▶ _ЗАДАНИЕ 1_:
Переведите на английский предложение из отрывка о телепате: «В зале смех, а шутник, удивленно качая головой, наклоняется и, сняв чужой ботинок, отдает его телепату под дружные аплодисменты зрителей».

▶ _ОТРЫВОК_:
────────────────────────────────────────

Через четыре-пять секунд Автандил Алексеевич, уверенно передвигаясь по залу, подходит к боковой ложе, в которой сидят несколько человек.
— Думайте о той, вещи, которую вы дали, — говорит Автандил Алексеевич.
Зритель думает, но телепат не видит ее в руках у сидящих в ложе. Он ничего не понимает. Может быть, он ошибся?
— Думайте! — снова требует он. Приходит та же самая мысль: «ботинок». Но куда же делся этот коричневый мужской ботинок? Ответа он не может найти в мыслях думающего на сцене человека, потому что тот просто не знает! Тогда Ломсадзе «переключается» на мысли сидящего перед ним зрителя. Он не просит его думать. Тот и так думает, он не может не думать, ведь чужой ботинок он надел на свою ногу и теперь с интересом ждет результата опыта, отлично понимая, что в ложе его ног не видно!
— Будьте любезны, снимите чужой ботинок со своей левой ноги, — обращается он к шутнику, — тем более что он вам слегка велик!
В зале смех, а шутник, удивленно качая головой, наклоняется и, сняв чужой ботинок, отдает его телепату под дружные аплодисменты зрителей. Автандил Алексеевич берет ботинок и снова обращается к зрителю, стоящему на сцене, говорит:
— Кто же сидит без ботинка? Кому нужно его вернуть? Думайте!
Через секунду — вторую уверенно направляется к третьему ряду, к человеку, сидящему третьим от края.
— Возьмите, пожалуйста, свой ботинок. Хорошо, что велик оказался, а то бы вы ушли с моего выступления домой в одном ботинке.

────────────────────────────────────────

▶ _ИСХОДНЫЕ ДАННЫЕ_:
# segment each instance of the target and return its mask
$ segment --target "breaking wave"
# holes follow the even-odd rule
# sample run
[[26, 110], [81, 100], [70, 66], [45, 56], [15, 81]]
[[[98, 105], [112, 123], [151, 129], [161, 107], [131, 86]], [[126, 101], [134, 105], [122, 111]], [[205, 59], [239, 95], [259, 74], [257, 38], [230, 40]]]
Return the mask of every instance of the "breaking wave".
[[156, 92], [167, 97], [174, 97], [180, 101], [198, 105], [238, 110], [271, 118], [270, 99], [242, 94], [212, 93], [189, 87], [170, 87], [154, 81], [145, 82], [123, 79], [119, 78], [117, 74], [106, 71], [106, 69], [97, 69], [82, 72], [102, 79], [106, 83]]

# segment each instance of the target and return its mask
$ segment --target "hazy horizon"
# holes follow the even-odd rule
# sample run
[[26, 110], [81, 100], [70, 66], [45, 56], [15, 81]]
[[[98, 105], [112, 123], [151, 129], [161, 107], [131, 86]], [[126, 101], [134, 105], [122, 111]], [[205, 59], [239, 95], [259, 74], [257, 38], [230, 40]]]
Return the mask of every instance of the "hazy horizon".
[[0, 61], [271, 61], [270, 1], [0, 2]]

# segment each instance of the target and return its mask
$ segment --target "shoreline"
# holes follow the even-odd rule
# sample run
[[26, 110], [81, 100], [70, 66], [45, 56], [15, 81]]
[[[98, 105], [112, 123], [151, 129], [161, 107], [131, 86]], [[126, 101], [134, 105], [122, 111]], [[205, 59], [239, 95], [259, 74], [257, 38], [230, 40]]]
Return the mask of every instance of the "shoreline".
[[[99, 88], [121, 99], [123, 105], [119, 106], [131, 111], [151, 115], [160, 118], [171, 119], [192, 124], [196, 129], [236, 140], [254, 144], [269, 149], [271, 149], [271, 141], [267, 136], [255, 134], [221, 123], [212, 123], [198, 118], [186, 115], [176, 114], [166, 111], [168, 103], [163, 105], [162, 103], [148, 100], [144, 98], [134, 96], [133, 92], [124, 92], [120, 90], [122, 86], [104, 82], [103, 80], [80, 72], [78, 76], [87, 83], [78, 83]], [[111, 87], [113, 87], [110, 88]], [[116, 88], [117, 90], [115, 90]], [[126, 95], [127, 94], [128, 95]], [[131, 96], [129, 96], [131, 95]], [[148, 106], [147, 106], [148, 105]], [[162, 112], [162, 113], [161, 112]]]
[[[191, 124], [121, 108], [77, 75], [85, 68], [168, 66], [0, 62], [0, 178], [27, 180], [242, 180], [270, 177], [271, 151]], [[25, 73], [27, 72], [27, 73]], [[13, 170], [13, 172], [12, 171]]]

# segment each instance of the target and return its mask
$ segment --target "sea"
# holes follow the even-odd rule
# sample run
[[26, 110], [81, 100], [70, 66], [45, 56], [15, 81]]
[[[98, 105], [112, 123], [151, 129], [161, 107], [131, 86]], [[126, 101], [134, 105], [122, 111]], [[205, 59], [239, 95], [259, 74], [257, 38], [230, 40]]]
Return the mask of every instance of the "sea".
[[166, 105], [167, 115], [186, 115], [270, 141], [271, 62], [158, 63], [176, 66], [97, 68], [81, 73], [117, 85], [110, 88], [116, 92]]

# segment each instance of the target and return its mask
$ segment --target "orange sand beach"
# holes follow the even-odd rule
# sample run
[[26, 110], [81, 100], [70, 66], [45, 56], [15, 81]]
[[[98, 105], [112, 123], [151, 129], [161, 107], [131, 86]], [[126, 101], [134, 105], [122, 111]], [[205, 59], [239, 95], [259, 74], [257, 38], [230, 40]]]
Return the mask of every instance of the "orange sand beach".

────────────────────────────────────────

▶ _ЗАДАНИЕ 2_:
Соберите все строки записей, в которых встречается слово «sand».

▶ _РЕЗУЛЬТАТ ВЫПОЛНЕНИЯ 1_:
There is laughter in the hall, and the joker, shaking his head in surprise, bends down, takes off the shoe that is not his, and hands it to the telepath amid the audience's hearty applause.

▶ _РЕЗУЛЬТАТ ВЫПОЛНЕНИЯ 2_:
$ segment --target "orange sand beach"
Return the mask of every instance of the "orange sand beach".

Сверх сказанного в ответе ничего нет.